▶ Exercise brief
Every entry below is to be returned unchanged. Images are not part of the copy.

***** Data extract *****

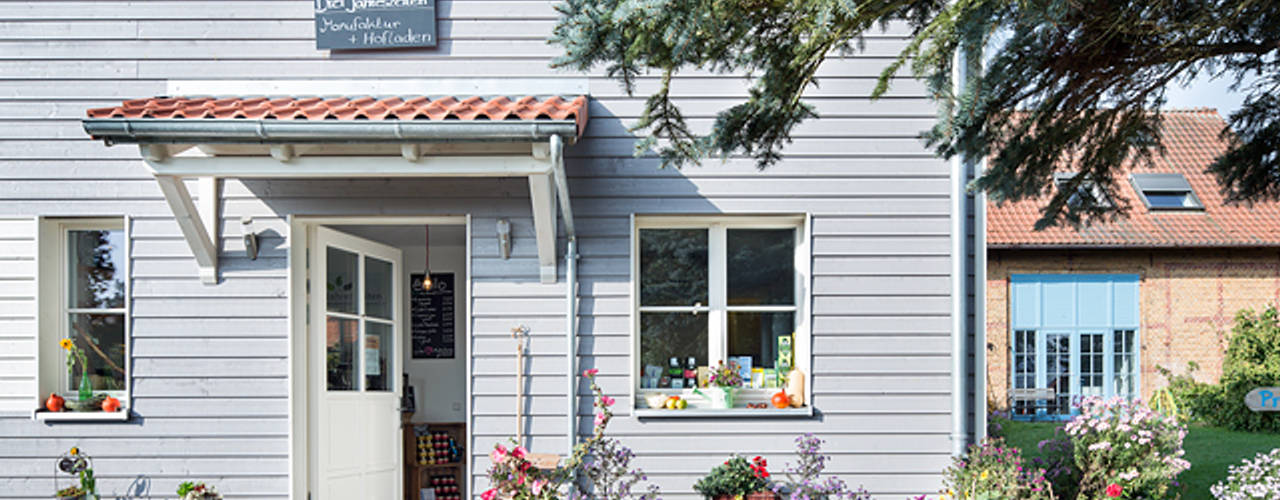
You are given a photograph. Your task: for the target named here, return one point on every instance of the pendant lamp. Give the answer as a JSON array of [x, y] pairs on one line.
[[426, 273]]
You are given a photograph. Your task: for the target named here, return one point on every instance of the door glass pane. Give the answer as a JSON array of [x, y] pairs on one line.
[[378, 356], [342, 284], [96, 269], [1091, 365], [755, 335], [1024, 367], [664, 335], [101, 339], [1057, 365], [341, 340], [1125, 365], [673, 266], [378, 288], [762, 266]]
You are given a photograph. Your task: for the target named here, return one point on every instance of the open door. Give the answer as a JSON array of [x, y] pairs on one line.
[[353, 356]]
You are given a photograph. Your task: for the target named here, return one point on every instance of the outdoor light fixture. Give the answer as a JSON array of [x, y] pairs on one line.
[[250, 237], [503, 238], [426, 273]]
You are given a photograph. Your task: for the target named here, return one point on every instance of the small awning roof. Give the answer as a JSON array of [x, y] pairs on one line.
[[293, 119], [312, 137]]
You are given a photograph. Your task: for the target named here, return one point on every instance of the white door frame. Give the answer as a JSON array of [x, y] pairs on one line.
[[300, 239]]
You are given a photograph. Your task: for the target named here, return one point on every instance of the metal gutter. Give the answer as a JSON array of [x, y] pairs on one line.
[[114, 131]]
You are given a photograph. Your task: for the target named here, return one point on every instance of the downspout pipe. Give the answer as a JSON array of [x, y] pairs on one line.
[[561, 179], [960, 165]]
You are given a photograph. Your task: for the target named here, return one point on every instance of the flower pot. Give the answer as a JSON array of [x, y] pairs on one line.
[[758, 495], [718, 398]]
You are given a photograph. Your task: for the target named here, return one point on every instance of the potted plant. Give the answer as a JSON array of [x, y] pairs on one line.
[[188, 490], [722, 385], [737, 478], [71, 492]]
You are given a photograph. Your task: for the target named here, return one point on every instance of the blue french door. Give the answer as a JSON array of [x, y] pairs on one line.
[[1074, 334]]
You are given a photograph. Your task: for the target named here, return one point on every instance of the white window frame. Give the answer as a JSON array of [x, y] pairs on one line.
[[53, 304], [717, 308]]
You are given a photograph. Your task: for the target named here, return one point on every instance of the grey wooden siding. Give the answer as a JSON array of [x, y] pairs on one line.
[[210, 362]]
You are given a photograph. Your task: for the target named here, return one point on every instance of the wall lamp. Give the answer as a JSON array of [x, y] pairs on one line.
[[504, 238], [250, 237]]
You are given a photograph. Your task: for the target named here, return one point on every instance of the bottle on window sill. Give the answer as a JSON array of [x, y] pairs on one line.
[[86, 389]]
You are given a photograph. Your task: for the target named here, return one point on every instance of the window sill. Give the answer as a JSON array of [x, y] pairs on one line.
[[725, 413], [51, 417]]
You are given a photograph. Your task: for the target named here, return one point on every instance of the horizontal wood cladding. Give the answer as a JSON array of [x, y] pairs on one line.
[[210, 363]]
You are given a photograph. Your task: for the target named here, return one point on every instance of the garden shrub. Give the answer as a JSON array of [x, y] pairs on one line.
[[1255, 478], [735, 477], [602, 463], [993, 471], [1123, 446], [804, 482], [1252, 361]]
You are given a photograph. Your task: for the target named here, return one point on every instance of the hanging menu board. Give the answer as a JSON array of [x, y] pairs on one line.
[[374, 23], [432, 316]]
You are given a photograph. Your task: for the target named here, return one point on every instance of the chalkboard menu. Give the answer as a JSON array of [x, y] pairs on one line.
[[432, 316], [375, 23]]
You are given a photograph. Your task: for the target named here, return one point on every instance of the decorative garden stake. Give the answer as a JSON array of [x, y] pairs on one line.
[[73, 356], [80, 466]]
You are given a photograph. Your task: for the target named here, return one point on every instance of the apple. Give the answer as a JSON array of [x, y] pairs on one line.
[[110, 404], [54, 403]]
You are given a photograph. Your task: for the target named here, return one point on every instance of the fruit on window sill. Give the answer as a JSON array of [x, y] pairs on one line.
[[110, 404], [54, 403], [795, 388]]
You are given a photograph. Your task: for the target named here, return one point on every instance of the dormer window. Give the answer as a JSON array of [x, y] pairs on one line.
[[1165, 192], [1087, 189]]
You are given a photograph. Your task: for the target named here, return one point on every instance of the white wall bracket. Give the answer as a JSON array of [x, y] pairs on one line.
[[192, 225]]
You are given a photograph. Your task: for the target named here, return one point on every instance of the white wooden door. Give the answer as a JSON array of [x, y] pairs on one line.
[[353, 352]]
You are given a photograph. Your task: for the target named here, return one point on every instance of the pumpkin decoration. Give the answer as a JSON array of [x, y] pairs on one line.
[[780, 400]]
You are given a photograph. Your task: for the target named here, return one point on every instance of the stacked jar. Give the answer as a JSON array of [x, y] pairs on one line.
[[446, 487]]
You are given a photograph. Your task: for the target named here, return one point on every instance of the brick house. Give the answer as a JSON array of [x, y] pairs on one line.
[[1097, 311]]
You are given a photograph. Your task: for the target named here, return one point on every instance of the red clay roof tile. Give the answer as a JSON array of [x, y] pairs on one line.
[[1192, 142], [353, 108]]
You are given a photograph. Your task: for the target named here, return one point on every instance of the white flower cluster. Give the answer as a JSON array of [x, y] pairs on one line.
[[1256, 478]]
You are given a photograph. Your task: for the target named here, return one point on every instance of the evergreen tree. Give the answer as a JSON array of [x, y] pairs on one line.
[[1064, 82]]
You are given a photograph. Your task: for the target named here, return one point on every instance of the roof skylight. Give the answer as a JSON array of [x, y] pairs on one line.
[[1165, 192]]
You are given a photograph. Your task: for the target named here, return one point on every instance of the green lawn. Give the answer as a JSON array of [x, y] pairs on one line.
[[1210, 450]]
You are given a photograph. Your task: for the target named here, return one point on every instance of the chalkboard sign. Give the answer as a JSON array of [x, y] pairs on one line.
[[375, 23], [432, 316]]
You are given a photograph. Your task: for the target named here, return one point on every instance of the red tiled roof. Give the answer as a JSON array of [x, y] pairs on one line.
[[1192, 142], [355, 108]]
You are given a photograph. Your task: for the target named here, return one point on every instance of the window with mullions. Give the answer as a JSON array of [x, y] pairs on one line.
[[713, 290], [83, 299]]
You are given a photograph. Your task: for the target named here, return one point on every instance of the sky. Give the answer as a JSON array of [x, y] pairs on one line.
[[1205, 92]]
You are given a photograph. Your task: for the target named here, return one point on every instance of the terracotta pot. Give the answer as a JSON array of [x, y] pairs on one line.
[[758, 495]]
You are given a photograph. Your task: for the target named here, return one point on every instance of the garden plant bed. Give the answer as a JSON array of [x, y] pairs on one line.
[[1210, 450]]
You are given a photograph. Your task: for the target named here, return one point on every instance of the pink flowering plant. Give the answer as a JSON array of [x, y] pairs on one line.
[[1124, 449], [602, 466], [1253, 480], [804, 480], [995, 471]]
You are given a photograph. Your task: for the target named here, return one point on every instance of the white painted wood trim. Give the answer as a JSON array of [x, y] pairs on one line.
[[562, 86], [210, 193], [298, 471], [348, 166], [544, 224], [122, 416], [193, 229]]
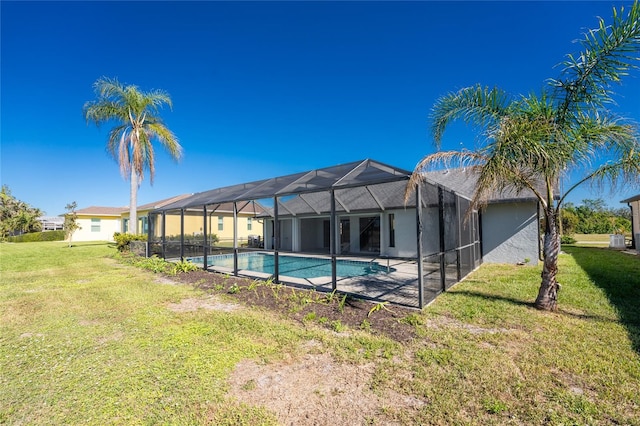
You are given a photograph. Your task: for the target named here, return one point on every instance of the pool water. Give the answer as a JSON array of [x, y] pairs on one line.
[[294, 266]]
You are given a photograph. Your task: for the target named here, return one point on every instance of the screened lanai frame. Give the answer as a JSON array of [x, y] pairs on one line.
[[366, 187]]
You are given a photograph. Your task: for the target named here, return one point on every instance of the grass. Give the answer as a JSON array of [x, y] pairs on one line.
[[593, 240], [87, 339]]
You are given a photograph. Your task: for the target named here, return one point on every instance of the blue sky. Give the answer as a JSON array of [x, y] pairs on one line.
[[263, 89]]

*****

▶ Response
You are given a photograph. Your task: for the target named here, return one point on every instance of the pendant lamp. Give the answer as a JSON array of [x, y] pairs on one line.
[[426, 273]]
You are given a photograph. Your task: for the target named here, return one point on every instance of the door glass pane. Give the answer as a JSON array of [x, y] pairs on one line.
[[378, 356], [342, 284], [96, 269], [1091, 365], [755, 335], [1024, 367], [664, 335], [101, 339], [1057, 365], [341, 340], [1125, 365], [673, 266], [378, 288], [762, 266]]
You are given a photograph. Your task: for the target named here, return one point on every instance of the open door. Give the answer as a JSON array of [x, y] pairs on one line.
[[353, 356]]
You are given a photograph. Your task: for the target named here, return one point on every instance of the outdoor light fixture. Give the answer as a JSON array of [x, y] pairs on one line.
[[250, 237], [503, 238], [426, 273]]
You are given a photograph. Your task: for the target named here, return one point on every instance of the small awning roof. Give the answer as a JSON array of [x, y] pairs on one line.
[[293, 119], [312, 137]]
You are given a photograph. Your task: for the target named here, return one point on every instance of the white door frame. Give the answer as a JSON array of [x, y] pairs on one line.
[[300, 239]]
You are given a photograph. Your task: for the target named here, return one point on every instance of the metal gutter. Give the answer as a JSON array of [x, y] pairs on one line.
[[114, 131]]
You are given a photograph. Your task: for the target named here, return one point on every instance of the downspout pipe. Give the answer as a JSON array of [x, y] pairs on one line.
[[561, 179], [960, 165]]
You are given a photograph. Your task: for the target named here, return one point on every instance of the flower pot. Give the answer as a JSON array of [x, y] pairs on one line.
[[758, 495], [718, 398]]
You are given a photograph. Your task: for the target named here, return one point on every instance of the potted plant. Give the answer as a JSON array of [x, y] pairs on one line.
[[188, 490], [722, 385], [737, 478], [71, 492]]
You are given a photograph. Your task: for the target named here, return one point on every instance of the blue french door. Give the answer as a JSON array of [x, y] pairs on one line.
[[1074, 334]]
You are given a photograph. Your task: for the target named here, return one point on every instance of the white window frame. Give the answer as a JSON array of [x, y] pairs on one line.
[[53, 304], [717, 308]]
You are given a photograph. Your task: for the target named here, return one point on every instance of the grey wooden siding. Give the answer as a JSON array of [x, y] pairs on one line.
[[210, 362]]
You are given a photograph. Your task: for the target named here, return one point on every instance of the wall lamp. Give the answer as a JSON array of [x, y] pairs on one line.
[[504, 238], [250, 237]]
You are given a photograph. Your task: for the target named here, return one point on every instance of the bottle on window sill. Give the answer as a JSON array of [x, y] pairs on one line.
[[86, 389]]
You are given a photograph. Your task: for the target named here, return one point on every instance of the window sill. Give the answer as a JSON array of [x, y] pairs on one line.
[[725, 413], [51, 417]]
You are given a photograph. Your task: for the target named here, return one point on every instance of the horizontal wood cladding. Give the answer as a JSON array of [x, y] pairs on one line.
[[210, 363]]
You are given a photograph. Your task: for the target named here, return one point on every instance of the garden shrub. Give the answer as a JSON array of [x, y] pairs on one line.
[[1255, 478], [735, 477], [602, 463], [993, 471], [1123, 446], [804, 482], [1252, 361]]
You are given a photograph. Your task: for the target named here, return one point on every instance of the hanging menu board. Give the answer as a JSON array of [x, y] pairs on one line.
[[374, 23], [432, 316]]
You are given a photograph. Your task: for the target named here, return one point on every instance of the chalkboard menu. Give the answer as a JSON array of [x, y] pairs on one line.
[[432, 316], [375, 23]]
You are given a photograph. Your task: for the target named here, return one point on every instance of the decorative garden stake. Give the answer as a JSON array of [x, y] pairs on one line.
[[73, 356], [80, 466]]
You are given a photograph. Your task: for the target named here, return one point on every instance of the apple. Give the answer as a JSON array of [x, y] pairs on one line.
[[110, 404], [54, 403]]
You are given a photograph. Your task: for the target named here, return one point on every instance of the fruit on window sill. Give the answer as a JSON array of [x, y] pairs on one line.
[[110, 404], [54, 403], [795, 388]]
You are given a photograph. Your task: for the target named here, return one point on every instance of the dormer window. Give the answer as a JSON array of [x, y] pairs on one line.
[[1165, 192], [1087, 189]]
You are given a photograph. Your task: for the target named here, return one point on every instance of the white wall bracket. Give the answer as a JSON array of [x, y] pairs on one line.
[[192, 225]]
You are given a photograph. Your task: for the target named here, return one point on every instance of the white wooden door. Give the answer as a JSON array of [x, y] pairs on one line.
[[353, 352]]
You are given a photograph. Your task: for the target named here, return one point on every instance of the pumpkin decoration. Give the answer as a JSON array of [x, y] pairs on one line.
[[780, 400]]
You are given a photograph. Your task: for the target named here, return one point on every instance of the stacked jar. Give the answer as a JSON array of [x, y] pairs on one line.
[[446, 487]]
You are given a photograph. Your task: for the target named here, return one point on every instance of the brick house. Give the answer as a JSON array of [x, y] pairs on one line.
[[1097, 311]]
You are given a photograph. Your task: for the target named here, return one point on every instance of the red clay roof tile. Give the answer as a JSON array of [x, y] pairs on one line.
[[1192, 142], [353, 108]]
You are given a photograph. Your task: for the target named here, return one point on every instance of the white flower cluster. Give the answer as a JSON array of [x, y] pairs on one line.
[[1256, 478]]
You are given a photograph. Your task: for the target named here, return one point on every instance of the evergreen tree. Give the answer as a JSON array of [x, y] pairs on one line.
[[1064, 82]]
You are given a photograph. Your task: for the target named here, return one point on every instance of the roof skylight. Give the answer as a JSON array of [x, y] pairs on one line.
[[1165, 192]]
You are given a photograph. Your task: for the target named here, return one point on every instance of the green lawn. Give the answer as a JSON array of [x, y] pairs on one line.
[[1210, 450]]
You are given a photograph. Your task: for the target named here, return one point on every instance of the chalkboard sign. Give the answer as a JSON array of [x, y] pairs on one line.
[[375, 23], [432, 316]]
You are given a photograph. Your task: for the target named here, return one point on every instance of the red tiled roof. Give the answer as a JSON array of [x, y] pairs on one line.
[[1192, 142], [355, 108]]
You are given a photograph. Your task: for the target named here, return one point on every instance of the window with mullions. Give the answer as a JSON array of [x, y] pairs on one line.
[[713, 290], [83, 299]]
You are given a photograph. Your task: for the target named here, return one point on every instance of the sky. Give the answer as a JSON array of [x, y] pairs on one line.
[[1205, 92]]
You are given a photograph. Your task: for the target named here, return one point on every instance of the terracotta pot. Give the answer as a JSON array of [x, y] pairs on one line.
[[758, 495]]
You are given a photograph. Your task: for the target named here, return one point on every instance of the garden plant bed. Give the answer as a JSON array of [x, y] pairs on one line.
[[1210, 450]]
You are given a photograph. Your task: for the target named here, return one point on every instance of the pink flowering plant. Give the answer as a JSON array of [x, y] pairs on one line.
[[1124, 449], [602, 466], [1253, 480], [804, 480], [995, 471]]
You are given a photograph. Your task: for the target named here, return one point on every instance of the white painted wood trim. Give the answer as a JSON array of [x, y] pairs on one line.
[[562, 86], [210, 193], [298, 471], [348, 166], [544, 224], [122, 416], [193, 229]]
You are given a photograph. Your task: for the target named here, return one point on every instance of the pool water. Give the answer as a JSON array of [x, y] pairs on one line.
[[294, 266]]
You are given a photograph. Your task: for the target named here, return one point on every instance of the screened lanai frame. Give the answer as a JSON array of [x, y] pairs on one line.
[[366, 187]]
You are given a photograph. Your task: for the target named here, return one point on every instance of the grass. Give the answer as a JSON array of [x, y] pairs on one line.
[[593, 240], [87, 339]]
You are given a photograph. Your task: for the target named here, return one point on every instance of the blue sky. Give the answer as a JSON array of [x, y] pairs on one line.
[[263, 89]]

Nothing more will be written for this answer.